Gave the vehicle a decent hit out after the tune. The torque is amazing.

A good test is the Canberra to Bega road: highway, altitude, some decent climbs and a serious descent in Brown Mountain. It drops approx 1000m in approx 10km. Seriously sharp.

Fully laden, and bearing in mind we were at around 1000m above sea level for a decent slab of the trip, we made 8.8 km per litre on the way down to Bega. previous best was about 7.7.

generally, it has meant that I drive in a higher gear nearly all the time. It holds its speed in 5th very well on climbs.

Coming back up Brown Mountain on the way home was a revelation. The speed limit is 60 kmh on the that road, and normally we climb it in 3rd and 2nd gear most of the way. This time we chugged along in 4th gear. Engine coolant temperature briefly hit 98 degrees, mostly sitting on 97. As soon as we flattened out at the top the ECT dropped.

The rebuilt motor with the tune is a huge improvement. For anyone thinking of getting a H6, go to the trouble of getting a 5 way cut on the exhaust ports: it results in an amazing amount of torque, lower revs, better cooling and better economy.

Its a different car now
 
Interresting. What is a 5 way cut on the exhaust ports ?
 
For anyone thinking of getting a H6, go to the trouble of getting a 5 way cut on the exhaust ports: it results in an amazing amount of torque, lower revs, better cooling and better economy.

I have one. what is a 5 way cut on the exhaust ports?
 
So, a "progress" report.

Had the car tuned for emissions, installed new Euro 5 cats and a restrictive muffler, took it up to Sydney for an IM240 test and failed: too much NOx.

Had a much closer look at the motor, and its apparent that when the original H6 was installed there was no EGR valve. When the recent transplant took place my very helpful (and now ex) mechanic said nothing of this.

So, we need to lower combustion temperatures.

Step 1 is we are going to install wideband sensors. This is because the OEM sensors I have aren't responding particularly quickly: they will have coolant poisoning from when the head gasket was a problem. This is a pity as I bought em sensors via partsouq, and they are not cheap! (At 168 USD they come in at 500 AUD the pair).

For a few dollars more

(sorry I couldn't resist that)

[Box-labeled data extracts]
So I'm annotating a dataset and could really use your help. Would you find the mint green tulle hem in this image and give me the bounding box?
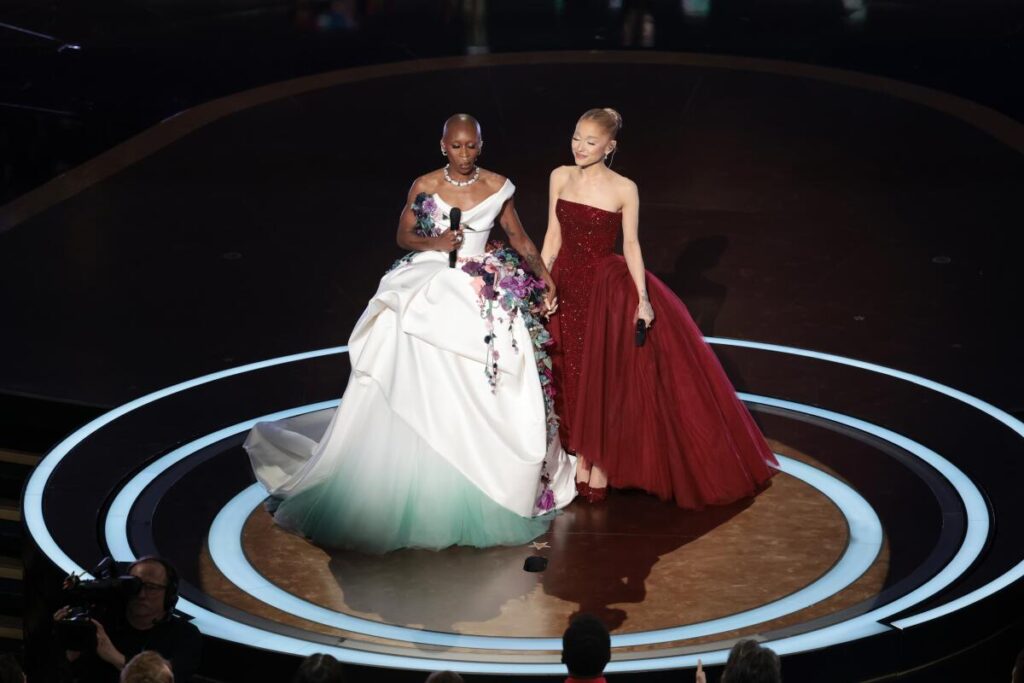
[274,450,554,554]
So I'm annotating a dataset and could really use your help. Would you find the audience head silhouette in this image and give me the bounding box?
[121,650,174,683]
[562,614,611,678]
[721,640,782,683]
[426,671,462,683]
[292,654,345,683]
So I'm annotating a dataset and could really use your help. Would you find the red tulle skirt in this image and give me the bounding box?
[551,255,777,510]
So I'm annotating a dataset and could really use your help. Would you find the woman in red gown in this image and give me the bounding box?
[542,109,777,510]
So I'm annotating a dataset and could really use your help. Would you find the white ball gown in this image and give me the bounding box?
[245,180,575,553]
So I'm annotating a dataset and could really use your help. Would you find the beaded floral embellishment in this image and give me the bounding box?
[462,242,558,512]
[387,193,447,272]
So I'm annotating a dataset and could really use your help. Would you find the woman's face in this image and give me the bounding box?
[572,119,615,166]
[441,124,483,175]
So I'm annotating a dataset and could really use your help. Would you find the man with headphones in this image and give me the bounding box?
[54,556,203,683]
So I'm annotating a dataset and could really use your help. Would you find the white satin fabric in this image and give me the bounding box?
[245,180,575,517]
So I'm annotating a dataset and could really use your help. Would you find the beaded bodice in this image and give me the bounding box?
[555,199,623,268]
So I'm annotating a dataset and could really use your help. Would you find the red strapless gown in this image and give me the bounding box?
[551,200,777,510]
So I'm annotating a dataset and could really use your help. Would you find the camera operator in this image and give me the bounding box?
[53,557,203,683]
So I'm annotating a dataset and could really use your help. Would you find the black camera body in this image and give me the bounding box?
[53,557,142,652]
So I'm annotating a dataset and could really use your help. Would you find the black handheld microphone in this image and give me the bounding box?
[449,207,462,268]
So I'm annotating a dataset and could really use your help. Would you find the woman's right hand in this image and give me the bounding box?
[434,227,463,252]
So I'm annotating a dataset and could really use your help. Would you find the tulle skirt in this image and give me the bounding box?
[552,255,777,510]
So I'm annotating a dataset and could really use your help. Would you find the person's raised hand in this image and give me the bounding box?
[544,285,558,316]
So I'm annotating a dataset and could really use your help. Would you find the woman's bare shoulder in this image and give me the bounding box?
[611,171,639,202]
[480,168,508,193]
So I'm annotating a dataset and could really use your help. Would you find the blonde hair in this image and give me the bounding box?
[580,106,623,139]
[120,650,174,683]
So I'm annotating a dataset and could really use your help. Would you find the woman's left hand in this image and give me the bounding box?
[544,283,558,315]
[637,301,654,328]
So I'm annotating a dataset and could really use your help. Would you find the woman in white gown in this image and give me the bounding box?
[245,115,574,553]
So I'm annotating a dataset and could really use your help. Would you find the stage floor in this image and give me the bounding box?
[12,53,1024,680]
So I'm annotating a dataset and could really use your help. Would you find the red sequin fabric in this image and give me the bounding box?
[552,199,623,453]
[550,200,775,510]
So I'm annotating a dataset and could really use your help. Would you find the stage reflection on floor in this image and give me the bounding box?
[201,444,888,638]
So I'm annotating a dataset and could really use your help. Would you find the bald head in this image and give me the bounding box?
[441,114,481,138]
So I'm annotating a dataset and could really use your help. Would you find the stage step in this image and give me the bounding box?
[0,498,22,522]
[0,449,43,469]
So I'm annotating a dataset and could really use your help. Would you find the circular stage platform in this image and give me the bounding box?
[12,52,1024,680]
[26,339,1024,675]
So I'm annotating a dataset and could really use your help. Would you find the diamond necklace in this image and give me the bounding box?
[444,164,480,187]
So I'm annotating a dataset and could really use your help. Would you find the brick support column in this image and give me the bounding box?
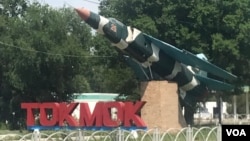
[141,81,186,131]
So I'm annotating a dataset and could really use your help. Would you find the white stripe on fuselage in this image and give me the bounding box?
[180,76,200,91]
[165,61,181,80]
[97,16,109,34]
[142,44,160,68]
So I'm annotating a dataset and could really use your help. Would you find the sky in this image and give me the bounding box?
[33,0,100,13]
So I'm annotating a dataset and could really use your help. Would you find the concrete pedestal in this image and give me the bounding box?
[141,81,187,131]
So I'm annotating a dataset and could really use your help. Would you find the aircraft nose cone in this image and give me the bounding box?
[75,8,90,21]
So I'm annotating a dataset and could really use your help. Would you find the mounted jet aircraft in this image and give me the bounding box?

_Task statement_: Summarize the text about the rebuilt H6 engine in two sentences. This data was taken from a different source than the text.

_Answer to the task_: After the tune, the car showed strong torque, reached 8.8 km per litre on the drive to Bega against a previous best of about 7.7, and climbed Brown Mountain in 4th gear rather than 3rd and 2nd. A later update reports that the car failed an IM240 test with too much NOx, that the motor turned out to have no EGR valve, and that wideband sensors will be installed as a first step toward lowering combustion temperatures.